Required work:
Each record below needs to be written out exactly as it appears.

Data records START

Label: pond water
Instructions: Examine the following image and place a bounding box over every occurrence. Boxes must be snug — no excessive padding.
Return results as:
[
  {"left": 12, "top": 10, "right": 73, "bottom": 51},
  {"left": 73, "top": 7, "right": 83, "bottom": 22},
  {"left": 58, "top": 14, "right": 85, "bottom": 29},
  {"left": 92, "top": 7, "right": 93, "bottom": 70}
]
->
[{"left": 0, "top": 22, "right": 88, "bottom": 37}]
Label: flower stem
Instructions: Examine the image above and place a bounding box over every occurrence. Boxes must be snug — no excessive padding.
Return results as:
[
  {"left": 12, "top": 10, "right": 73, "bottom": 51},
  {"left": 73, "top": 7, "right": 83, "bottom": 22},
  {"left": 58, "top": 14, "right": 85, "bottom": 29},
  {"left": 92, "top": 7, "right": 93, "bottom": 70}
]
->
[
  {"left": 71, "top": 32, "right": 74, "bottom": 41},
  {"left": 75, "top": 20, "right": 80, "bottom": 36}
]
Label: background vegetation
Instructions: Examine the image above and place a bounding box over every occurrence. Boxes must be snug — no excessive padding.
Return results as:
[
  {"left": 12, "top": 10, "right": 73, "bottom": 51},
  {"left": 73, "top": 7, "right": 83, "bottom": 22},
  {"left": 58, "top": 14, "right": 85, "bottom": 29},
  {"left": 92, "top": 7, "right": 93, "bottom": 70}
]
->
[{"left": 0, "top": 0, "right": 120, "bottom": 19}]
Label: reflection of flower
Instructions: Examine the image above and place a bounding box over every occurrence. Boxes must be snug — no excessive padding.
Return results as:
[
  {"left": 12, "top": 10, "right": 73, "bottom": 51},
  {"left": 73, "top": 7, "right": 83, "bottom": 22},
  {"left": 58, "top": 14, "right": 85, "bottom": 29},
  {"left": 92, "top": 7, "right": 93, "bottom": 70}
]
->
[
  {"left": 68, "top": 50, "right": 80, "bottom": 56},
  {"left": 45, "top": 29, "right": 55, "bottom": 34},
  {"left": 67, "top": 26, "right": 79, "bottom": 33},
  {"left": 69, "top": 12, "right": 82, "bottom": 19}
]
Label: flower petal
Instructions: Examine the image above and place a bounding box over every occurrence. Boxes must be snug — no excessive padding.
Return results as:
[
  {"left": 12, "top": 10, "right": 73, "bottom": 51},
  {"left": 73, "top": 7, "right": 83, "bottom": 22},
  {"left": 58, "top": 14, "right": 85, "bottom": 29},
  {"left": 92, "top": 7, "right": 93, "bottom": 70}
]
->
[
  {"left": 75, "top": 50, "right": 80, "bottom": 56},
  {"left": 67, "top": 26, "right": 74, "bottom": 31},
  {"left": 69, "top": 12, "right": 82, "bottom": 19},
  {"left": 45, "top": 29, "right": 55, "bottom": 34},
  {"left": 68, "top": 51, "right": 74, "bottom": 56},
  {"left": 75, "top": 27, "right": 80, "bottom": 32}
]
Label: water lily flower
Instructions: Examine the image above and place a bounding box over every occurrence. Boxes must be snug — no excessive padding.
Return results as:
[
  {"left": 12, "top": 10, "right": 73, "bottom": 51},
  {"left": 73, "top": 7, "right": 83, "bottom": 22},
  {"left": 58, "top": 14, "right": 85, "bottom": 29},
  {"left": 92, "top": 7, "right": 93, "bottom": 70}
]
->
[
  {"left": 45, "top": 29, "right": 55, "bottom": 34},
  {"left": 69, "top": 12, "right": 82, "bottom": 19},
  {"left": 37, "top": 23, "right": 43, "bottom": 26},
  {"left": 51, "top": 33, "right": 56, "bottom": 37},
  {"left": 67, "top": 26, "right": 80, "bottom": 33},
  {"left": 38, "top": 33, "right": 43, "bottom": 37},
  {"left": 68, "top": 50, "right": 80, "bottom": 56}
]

Data records END

Response for this exercise:
Label: pond water
Instructions: Examine the following image and place a bounding box over every occurrence. Boxes must be snug — no excessive padding.
Return results as:
[
  {"left": 12, "top": 10, "right": 73, "bottom": 51},
  {"left": 73, "top": 7, "right": 83, "bottom": 22},
  {"left": 58, "top": 14, "right": 85, "bottom": 29},
  {"left": 92, "top": 7, "right": 93, "bottom": 70}
]
->
[{"left": 0, "top": 22, "right": 88, "bottom": 37}]
Label: flower stem
Instructions: Examine the image above and place a bounding box over every occurrence. Boxes must be snug — no excessive padding.
Return results as:
[
  {"left": 12, "top": 10, "right": 73, "bottom": 51},
  {"left": 73, "top": 7, "right": 83, "bottom": 22},
  {"left": 58, "top": 14, "right": 85, "bottom": 29},
  {"left": 92, "top": 7, "right": 93, "bottom": 70}
]
->
[
  {"left": 71, "top": 32, "right": 74, "bottom": 41},
  {"left": 75, "top": 20, "right": 80, "bottom": 36}
]
Label: background vegetation
Instructions: Examine the image above and place a bounding box over every occurrence. Boxes must be snug — no excessive padding.
Return results as:
[
  {"left": 12, "top": 10, "right": 73, "bottom": 51},
  {"left": 73, "top": 7, "right": 83, "bottom": 22},
  {"left": 58, "top": 14, "right": 85, "bottom": 29},
  {"left": 92, "top": 7, "right": 93, "bottom": 70}
]
->
[{"left": 0, "top": 0, "right": 120, "bottom": 19}]
Label: reflection of flower
Instructions: Examine the image above and place a bounding box over every occurrence. Boxes must be snug — no excessive padding.
Return results as:
[
  {"left": 12, "top": 10, "right": 73, "bottom": 51},
  {"left": 73, "top": 7, "right": 83, "bottom": 22},
  {"left": 58, "top": 14, "right": 85, "bottom": 29},
  {"left": 92, "top": 7, "right": 93, "bottom": 70}
]
->
[
  {"left": 68, "top": 50, "right": 80, "bottom": 56},
  {"left": 45, "top": 29, "right": 55, "bottom": 34},
  {"left": 67, "top": 26, "right": 79, "bottom": 33},
  {"left": 69, "top": 12, "right": 82, "bottom": 19}
]
Label: flower petal
Instructions: Examine the image above and place a bounding box over every occurrence. Boxes must be snug — no excessive padding.
Return results as:
[
  {"left": 12, "top": 10, "right": 73, "bottom": 51},
  {"left": 73, "top": 7, "right": 83, "bottom": 22},
  {"left": 58, "top": 14, "right": 85, "bottom": 29},
  {"left": 92, "top": 7, "right": 93, "bottom": 70}
]
->
[
  {"left": 75, "top": 50, "right": 80, "bottom": 56},
  {"left": 67, "top": 26, "right": 74, "bottom": 31},
  {"left": 69, "top": 12, "right": 82, "bottom": 19},
  {"left": 45, "top": 29, "right": 55, "bottom": 34},
  {"left": 68, "top": 51, "right": 74, "bottom": 56},
  {"left": 75, "top": 27, "right": 80, "bottom": 32}
]
Label: water lily flower
Instructions: Examine the image above and place a bounding box over every occurrence. Boxes must be snug — no excessive padding.
Return results as:
[
  {"left": 12, "top": 10, "right": 73, "bottom": 51},
  {"left": 73, "top": 7, "right": 83, "bottom": 22},
  {"left": 58, "top": 14, "right": 85, "bottom": 29},
  {"left": 92, "top": 7, "right": 93, "bottom": 70}
]
->
[
  {"left": 45, "top": 29, "right": 55, "bottom": 34},
  {"left": 69, "top": 12, "right": 82, "bottom": 19},
  {"left": 37, "top": 23, "right": 43, "bottom": 26},
  {"left": 51, "top": 33, "right": 56, "bottom": 37},
  {"left": 67, "top": 26, "right": 80, "bottom": 33},
  {"left": 38, "top": 33, "right": 43, "bottom": 37},
  {"left": 68, "top": 50, "right": 80, "bottom": 56}
]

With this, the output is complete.